## [TASK STATEMENT]
Return every line of the following data unchanged.

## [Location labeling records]
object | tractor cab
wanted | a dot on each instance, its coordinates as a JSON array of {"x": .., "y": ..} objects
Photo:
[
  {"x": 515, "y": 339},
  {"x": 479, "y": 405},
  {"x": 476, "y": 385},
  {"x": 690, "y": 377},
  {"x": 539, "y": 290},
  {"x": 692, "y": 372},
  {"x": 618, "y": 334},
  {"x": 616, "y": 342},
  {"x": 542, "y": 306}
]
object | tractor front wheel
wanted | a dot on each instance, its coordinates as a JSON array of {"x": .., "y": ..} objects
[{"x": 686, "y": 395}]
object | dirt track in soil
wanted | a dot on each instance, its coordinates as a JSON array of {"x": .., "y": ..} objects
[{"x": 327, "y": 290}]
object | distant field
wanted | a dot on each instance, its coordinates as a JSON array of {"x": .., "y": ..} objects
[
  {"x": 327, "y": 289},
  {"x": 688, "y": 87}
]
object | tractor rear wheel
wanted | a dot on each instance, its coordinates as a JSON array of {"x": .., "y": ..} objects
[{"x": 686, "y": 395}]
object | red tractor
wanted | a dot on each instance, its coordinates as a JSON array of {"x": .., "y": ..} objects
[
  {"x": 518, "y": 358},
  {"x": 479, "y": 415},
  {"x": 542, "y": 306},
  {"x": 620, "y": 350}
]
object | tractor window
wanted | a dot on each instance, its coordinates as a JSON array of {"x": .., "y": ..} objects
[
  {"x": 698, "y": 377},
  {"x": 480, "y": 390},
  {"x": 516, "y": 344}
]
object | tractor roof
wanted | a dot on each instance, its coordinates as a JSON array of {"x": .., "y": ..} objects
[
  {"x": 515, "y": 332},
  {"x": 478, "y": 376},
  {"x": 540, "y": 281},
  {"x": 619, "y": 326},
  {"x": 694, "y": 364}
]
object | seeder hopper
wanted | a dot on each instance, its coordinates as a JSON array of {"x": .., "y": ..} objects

## [RESULT]
object | tractor cab
wanted | a dot on each instance, its coordinates as a JSON array of {"x": .., "y": ..} objects
Photo:
[
  {"x": 515, "y": 339},
  {"x": 479, "y": 405},
  {"x": 476, "y": 385},
  {"x": 690, "y": 377},
  {"x": 539, "y": 290},
  {"x": 692, "y": 372},
  {"x": 618, "y": 334},
  {"x": 616, "y": 342},
  {"x": 542, "y": 306}
]
object | tractor front wheel
wanted | a dot on each instance, its coordinates as a JSON array of {"x": .., "y": ..} objects
[{"x": 686, "y": 395}]
object | dirt track in soil
wanted | a dot on each instance, its coordinates as a JSON array of {"x": .., "y": ..} objects
[{"x": 327, "y": 290}]
object | distant field
wanted | a dot on each instance, its coordinates as a JSON array of {"x": .., "y": ..} objects
[
  {"x": 327, "y": 289},
  {"x": 688, "y": 87}
]
object | tractor rear wheel
wanted | a dot on each instance, its coordinates as a JSON array of {"x": .., "y": ..} objects
[{"x": 686, "y": 395}]
object | red tractor
wanted | a dot on each instance, its coordinates as a JSON array of {"x": .., "y": ..} objects
[
  {"x": 518, "y": 358},
  {"x": 479, "y": 415},
  {"x": 542, "y": 306},
  {"x": 620, "y": 350}
]
object | tractor window
wanted | a dot on each instance, its coordinates as a JSON array of {"x": .., "y": ..} objects
[
  {"x": 698, "y": 377},
  {"x": 480, "y": 390},
  {"x": 516, "y": 344}
]
object | tractor roof
wanted | a dot on each instance, its coordinates as a JSON array of {"x": .., "y": ..} objects
[
  {"x": 515, "y": 332},
  {"x": 478, "y": 376},
  {"x": 540, "y": 281},
  {"x": 619, "y": 326},
  {"x": 694, "y": 364}
]
object | seeder hopper
wanted | a dot on each instance, its coordinates as a JSON array of {"x": .., "y": ..} objects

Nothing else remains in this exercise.